---
language: en
license: apache-2.0
tags:
  - flan-t5
  - math
  - nli
  - catastrophic-forgetting
  - mixed-training
  - finetuned
  - mathematical-reasoning
datasets:
  - deepmind/math_dataset
  - multi_nli
metrics:
  - accuracy
base_model: google/flan-t5-base
library_name: transformers
---

# flan-t5-base-nli-only-catastrophic

**Model trained as part of:** "Mitigating Catastrophic Forgetting in Mathematical Reasoning Finetuning through Mixed Training"

This model investigates catastrophic forgetting when finetuning language models for specialized tasks. We demonstrate that math-only training causes severe NLI degradation (81% → 16.5%), while mixed training eliminates this forgetting while maintaining equivalent mathematical performance.

## Quick Links

- 📄 **Paper**: [arXiv](https://arxiv.org/abs/XXXX.XXXXX) *(to be updated after submission)*
- 💻 **Code**: [GitHub Repository](https://github.com/johngrahamreynolds/mathematical_catastrophe_mitigation)
- 🤗 **Model Collection**: [All experiment checkpoints](https://huggingface.co/MarioBarbeque)

## Model Description

This is the **final checkpoint** after completing 3 epochs of training.

This checkpoint represents the **nli-only-final** training configuration from our systematic study of catastrophic forgetting mitigation strategies.

• • • • • • •

REQUIRED ACTIONS:
**A.** For each statement (i) through (iii), say whether the model card supports it, answering yes or no and quoting the model card's deciding words exactly: (i) the checkpoint was saved after 3 epochs of training; (ii) math-only training raised NLI accuracy; (iii) the base model is google/flan-t5-large.
**B.** Quote the model card between "This is the" and "forgetting mitigation strategies.", inclusive.
Nothing asked here requires this material.

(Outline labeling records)

• • • • • • •

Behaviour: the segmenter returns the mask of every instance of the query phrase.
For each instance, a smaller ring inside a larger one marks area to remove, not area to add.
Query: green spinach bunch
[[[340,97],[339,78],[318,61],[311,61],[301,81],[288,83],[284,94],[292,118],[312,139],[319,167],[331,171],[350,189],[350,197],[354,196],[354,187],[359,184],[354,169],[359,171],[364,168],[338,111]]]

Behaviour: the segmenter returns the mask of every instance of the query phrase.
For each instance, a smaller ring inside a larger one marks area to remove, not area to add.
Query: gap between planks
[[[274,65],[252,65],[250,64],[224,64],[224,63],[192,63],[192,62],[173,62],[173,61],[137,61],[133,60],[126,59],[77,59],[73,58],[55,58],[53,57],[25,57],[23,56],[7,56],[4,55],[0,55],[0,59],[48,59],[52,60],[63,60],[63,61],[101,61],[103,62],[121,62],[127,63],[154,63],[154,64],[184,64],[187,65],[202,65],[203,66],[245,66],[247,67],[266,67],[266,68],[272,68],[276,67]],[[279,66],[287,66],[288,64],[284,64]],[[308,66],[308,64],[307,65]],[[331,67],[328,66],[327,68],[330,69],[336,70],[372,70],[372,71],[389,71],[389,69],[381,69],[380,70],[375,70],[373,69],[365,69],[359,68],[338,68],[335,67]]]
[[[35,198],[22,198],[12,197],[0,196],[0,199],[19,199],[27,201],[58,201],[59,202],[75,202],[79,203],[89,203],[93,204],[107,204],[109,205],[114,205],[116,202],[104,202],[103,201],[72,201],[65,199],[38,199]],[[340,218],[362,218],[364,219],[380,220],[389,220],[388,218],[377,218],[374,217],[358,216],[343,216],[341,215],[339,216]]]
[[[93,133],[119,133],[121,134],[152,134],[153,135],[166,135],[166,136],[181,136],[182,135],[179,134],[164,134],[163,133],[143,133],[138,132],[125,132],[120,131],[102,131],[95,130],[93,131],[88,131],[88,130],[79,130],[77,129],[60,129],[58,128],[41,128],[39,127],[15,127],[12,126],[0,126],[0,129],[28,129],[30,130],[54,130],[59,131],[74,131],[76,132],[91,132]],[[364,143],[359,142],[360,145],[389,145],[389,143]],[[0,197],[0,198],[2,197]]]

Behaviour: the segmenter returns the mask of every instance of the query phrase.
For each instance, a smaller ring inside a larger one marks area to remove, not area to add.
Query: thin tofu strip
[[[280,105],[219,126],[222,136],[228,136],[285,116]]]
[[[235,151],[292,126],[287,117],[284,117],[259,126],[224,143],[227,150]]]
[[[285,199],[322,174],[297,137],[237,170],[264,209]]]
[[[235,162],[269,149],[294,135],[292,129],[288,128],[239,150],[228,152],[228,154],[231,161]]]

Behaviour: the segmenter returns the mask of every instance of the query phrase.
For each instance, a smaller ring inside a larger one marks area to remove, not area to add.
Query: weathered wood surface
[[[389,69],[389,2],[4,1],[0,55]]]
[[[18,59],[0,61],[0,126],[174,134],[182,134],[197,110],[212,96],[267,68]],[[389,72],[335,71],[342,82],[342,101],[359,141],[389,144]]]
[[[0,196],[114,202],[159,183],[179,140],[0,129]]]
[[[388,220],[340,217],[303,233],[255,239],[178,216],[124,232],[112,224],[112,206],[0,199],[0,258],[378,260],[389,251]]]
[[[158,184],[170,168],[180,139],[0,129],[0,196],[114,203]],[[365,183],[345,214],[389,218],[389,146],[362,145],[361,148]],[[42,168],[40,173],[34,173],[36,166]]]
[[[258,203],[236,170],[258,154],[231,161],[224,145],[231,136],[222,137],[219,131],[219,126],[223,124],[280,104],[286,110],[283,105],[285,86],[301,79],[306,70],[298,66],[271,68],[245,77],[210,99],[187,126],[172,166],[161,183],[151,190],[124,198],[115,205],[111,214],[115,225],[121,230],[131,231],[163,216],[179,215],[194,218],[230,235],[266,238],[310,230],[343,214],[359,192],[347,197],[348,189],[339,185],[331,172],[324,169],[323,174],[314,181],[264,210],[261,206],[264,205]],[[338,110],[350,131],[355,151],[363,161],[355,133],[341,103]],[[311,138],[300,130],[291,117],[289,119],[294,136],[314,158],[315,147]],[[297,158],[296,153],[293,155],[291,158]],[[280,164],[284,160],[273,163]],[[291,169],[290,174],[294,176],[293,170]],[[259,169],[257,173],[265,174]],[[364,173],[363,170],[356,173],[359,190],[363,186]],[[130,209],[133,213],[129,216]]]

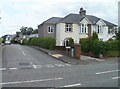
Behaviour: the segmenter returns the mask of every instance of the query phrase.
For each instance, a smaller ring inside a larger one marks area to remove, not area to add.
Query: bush
[[[22,42],[23,45],[29,45],[29,42],[27,39],[24,39],[23,42]]]
[[[94,46],[94,41],[92,37],[89,38],[83,38],[80,40],[81,44],[81,50],[83,52],[92,52],[93,51],[93,46]]]
[[[35,37],[29,40],[24,40],[24,44],[43,47],[47,49],[54,49],[56,40],[52,37]]]
[[[74,47],[74,40],[72,38],[69,38],[68,46]]]
[[[2,43],[2,38],[0,38],[0,44]]]

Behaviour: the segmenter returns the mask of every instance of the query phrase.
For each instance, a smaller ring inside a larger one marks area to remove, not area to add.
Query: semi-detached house
[[[52,17],[38,25],[39,37],[56,38],[56,46],[67,46],[69,38],[79,43],[80,39],[98,33],[99,40],[107,41],[115,34],[117,25],[98,18],[86,15],[86,10],[80,8],[79,14],[69,14],[64,18]]]

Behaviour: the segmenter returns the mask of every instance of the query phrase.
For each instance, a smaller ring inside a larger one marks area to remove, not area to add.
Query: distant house
[[[98,18],[86,15],[86,10],[80,8],[79,14],[69,14],[64,18],[52,17],[38,26],[39,37],[55,37],[56,46],[67,46],[68,38],[73,38],[75,43],[80,39],[98,33],[99,40],[107,41],[114,36],[117,25]]]
[[[33,38],[33,37],[38,37],[38,34],[32,34],[29,36],[29,38]]]

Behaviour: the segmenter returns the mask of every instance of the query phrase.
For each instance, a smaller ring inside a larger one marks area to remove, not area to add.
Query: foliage
[[[118,32],[116,32],[115,34],[116,34],[115,36],[116,40],[120,40],[120,27],[119,27]]]
[[[93,49],[93,40],[91,37],[83,38],[79,42],[81,44],[81,50],[84,52],[91,52]]]
[[[108,41],[107,44],[109,51],[120,51],[120,40]]]
[[[32,27],[24,27],[24,26],[22,26],[20,28],[20,32],[21,32],[22,35],[30,35],[30,34],[38,33],[38,29],[33,30]]]
[[[23,44],[43,47],[47,49],[54,49],[56,40],[52,37],[34,37],[30,38],[29,40],[24,40]]]
[[[74,40],[72,38],[69,38],[68,46],[74,47]]]
[[[99,54],[106,54],[108,51],[108,44],[106,42],[103,41],[94,41],[94,45],[93,45],[93,50],[92,52],[98,56]]]
[[[0,44],[2,43],[2,38],[0,38]]]
[[[38,33],[38,29],[33,30],[32,34],[37,34]]]
[[[93,36],[92,36],[93,40],[98,40],[98,33],[93,31]]]

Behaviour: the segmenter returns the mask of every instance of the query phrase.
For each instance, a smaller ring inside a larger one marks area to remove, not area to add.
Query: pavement
[[[91,61],[91,60],[93,60],[94,62],[103,62],[104,61],[103,59],[93,58],[93,57],[84,56],[84,55],[81,55],[80,59],[75,59],[74,57],[70,57],[70,56],[60,52],[59,50],[48,50],[48,49],[36,47],[36,46],[30,46],[30,47],[36,48],[36,49],[56,58],[58,60],[61,60],[65,63],[73,64],[73,65],[78,65],[81,63],[87,64],[88,61]],[[91,61],[91,62],[93,62],[93,61]]]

• • • • • • •

OUTPUTS FOR THE TASKS:
**A.**
(i) Yes: "after completing 3 epochs of training"
(ii) No: "math-only training causes severe NLI degradation (81% → 16.5%)"
(iii) No: "base_model: google/flan-t5-base"

**B.**
This is the **final checkpoint** after completing 3 epochs of training.

This checkpoint represents the **nli-only-final** training configuration from our systematic study of catastrophic forgetting mitigation strategies.